(Records excerpted from a collection)
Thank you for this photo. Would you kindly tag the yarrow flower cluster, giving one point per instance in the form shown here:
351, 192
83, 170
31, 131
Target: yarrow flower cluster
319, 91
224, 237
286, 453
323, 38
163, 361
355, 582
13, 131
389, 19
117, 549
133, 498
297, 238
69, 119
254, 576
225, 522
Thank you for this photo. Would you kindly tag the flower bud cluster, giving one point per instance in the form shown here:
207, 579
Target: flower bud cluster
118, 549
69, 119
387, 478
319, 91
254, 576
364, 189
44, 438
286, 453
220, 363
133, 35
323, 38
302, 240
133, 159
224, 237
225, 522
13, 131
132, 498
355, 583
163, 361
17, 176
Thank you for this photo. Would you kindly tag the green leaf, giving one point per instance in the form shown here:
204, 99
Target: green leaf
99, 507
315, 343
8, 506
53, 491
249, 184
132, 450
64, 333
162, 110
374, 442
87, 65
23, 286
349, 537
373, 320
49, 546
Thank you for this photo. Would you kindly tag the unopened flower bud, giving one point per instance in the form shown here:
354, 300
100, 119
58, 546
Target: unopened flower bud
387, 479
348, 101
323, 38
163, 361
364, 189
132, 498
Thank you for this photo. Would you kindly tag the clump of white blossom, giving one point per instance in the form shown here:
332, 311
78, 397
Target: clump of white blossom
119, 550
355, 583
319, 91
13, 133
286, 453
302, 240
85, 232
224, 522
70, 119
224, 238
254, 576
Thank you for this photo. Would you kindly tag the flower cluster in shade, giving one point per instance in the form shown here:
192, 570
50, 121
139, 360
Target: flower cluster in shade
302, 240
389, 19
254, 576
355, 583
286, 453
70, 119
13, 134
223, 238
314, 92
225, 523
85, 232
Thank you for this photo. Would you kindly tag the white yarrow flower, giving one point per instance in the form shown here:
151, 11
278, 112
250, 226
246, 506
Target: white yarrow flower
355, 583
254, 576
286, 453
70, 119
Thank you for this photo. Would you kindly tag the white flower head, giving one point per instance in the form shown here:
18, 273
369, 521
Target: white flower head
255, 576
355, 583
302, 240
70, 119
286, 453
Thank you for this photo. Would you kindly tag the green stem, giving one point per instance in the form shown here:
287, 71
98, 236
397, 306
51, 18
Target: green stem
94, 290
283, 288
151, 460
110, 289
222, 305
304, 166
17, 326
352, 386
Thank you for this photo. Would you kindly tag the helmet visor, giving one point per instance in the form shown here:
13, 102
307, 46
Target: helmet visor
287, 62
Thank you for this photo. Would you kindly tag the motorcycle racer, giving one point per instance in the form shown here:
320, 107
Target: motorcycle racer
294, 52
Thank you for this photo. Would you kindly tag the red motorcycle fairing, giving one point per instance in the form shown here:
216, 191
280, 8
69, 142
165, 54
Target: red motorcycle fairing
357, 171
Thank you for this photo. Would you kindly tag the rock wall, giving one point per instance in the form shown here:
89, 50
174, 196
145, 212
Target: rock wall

REQUIRED ACTION: With nothing omitted, set down all of the records again.

ANSWER TO THIS EXERCISE:
Thank you for this photo. Would you kindly tag the yarrow flower cluster, giving one point per instance in the form shown here:
351, 192
83, 170
31, 131
Target: yarrow flower cluster
319, 91
224, 237
286, 453
323, 38
163, 361
355, 582
13, 131
389, 19
117, 549
133, 498
297, 238
69, 119
254, 576
225, 522
Thank you for this photo. Would you kindly tag the flower bud cluster, giving one point per instance in the form shown here:
207, 579
Target: flower bud cluster
118, 549
69, 119
387, 478
319, 91
254, 576
364, 189
44, 438
286, 453
220, 363
133, 35
323, 38
302, 240
133, 159
224, 237
225, 522
13, 131
132, 498
355, 583
163, 361
17, 176
Thank you for this photo. Would you kindly tag the green leaf, giving one point per instance in the form shown here:
204, 99
Target: green leaf
99, 507
315, 343
8, 506
53, 491
249, 184
132, 450
64, 333
162, 110
374, 442
87, 65
23, 286
349, 537
373, 320
49, 546
Thank you for this photo. Would you kindly tag the unopened flower bud, giving one point per instance in the form shown here:
354, 300
100, 119
58, 546
Target: unopened flower bud
387, 479
348, 101
323, 38
163, 361
364, 189
132, 498
Thank you for this photo. Would you kindly tag the clump of white blossom, giving one point per instance in the form shown here:
332, 311
78, 397
Target: clump of white blossom
119, 550
355, 583
319, 91
13, 133
286, 453
302, 240
85, 232
224, 522
70, 119
224, 238
254, 576
Thank you for this photo. Would you kindly tag the flower cluster in shade, giving one point per instance in the form shown here:
192, 570
50, 121
139, 360
Target: flower cluster in shade
302, 240
389, 19
254, 576
355, 583
286, 453
70, 119
13, 134
223, 238
314, 92
225, 523
85, 232
Thank you for this photo. Would you kindly tag the white yarrow flower, giving one point per instance in the form shown here:
151, 11
278, 112
250, 226
246, 506
Target: white yarrow flower
355, 583
254, 576
286, 453
70, 119
Thank you for this photo. Would you kindly tag the white flower head, giving one point per instance in the form shown here:
18, 273
369, 521
Target: white flower head
255, 576
355, 583
302, 240
70, 119
286, 453
Thank you for this photo. Would you kindly tag the green stem, giving one point per instance in the form shown here:
287, 71
98, 236
397, 306
51, 18
Target: green stem
94, 290
283, 288
151, 460
110, 289
222, 305
304, 166
17, 326
352, 386
Thank you for this photo. Would you kindly tag the helmet visor, giving one point per instance in the form shown here:
13, 102
307, 46
Target: helmet visor
287, 62
Thank you for this photo. Would you kindly tag the motorcycle racer, giving one point per instance in the form shown here:
320, 107
Target: motorcycle racer
294, 52
Thank you for this photo. Would you kindly tag the red motorcycle fairing, giving one point per instance in the form shown here:
216, 191
280, 8
69, 142
165, 54
Target: red motorcycle fairing
357, 171
Thank you for this photo. Would you kindly tag the rock wall, giving one point per instance in the form shown here:
89, 50
174, 196
145, 212
Target: rock wall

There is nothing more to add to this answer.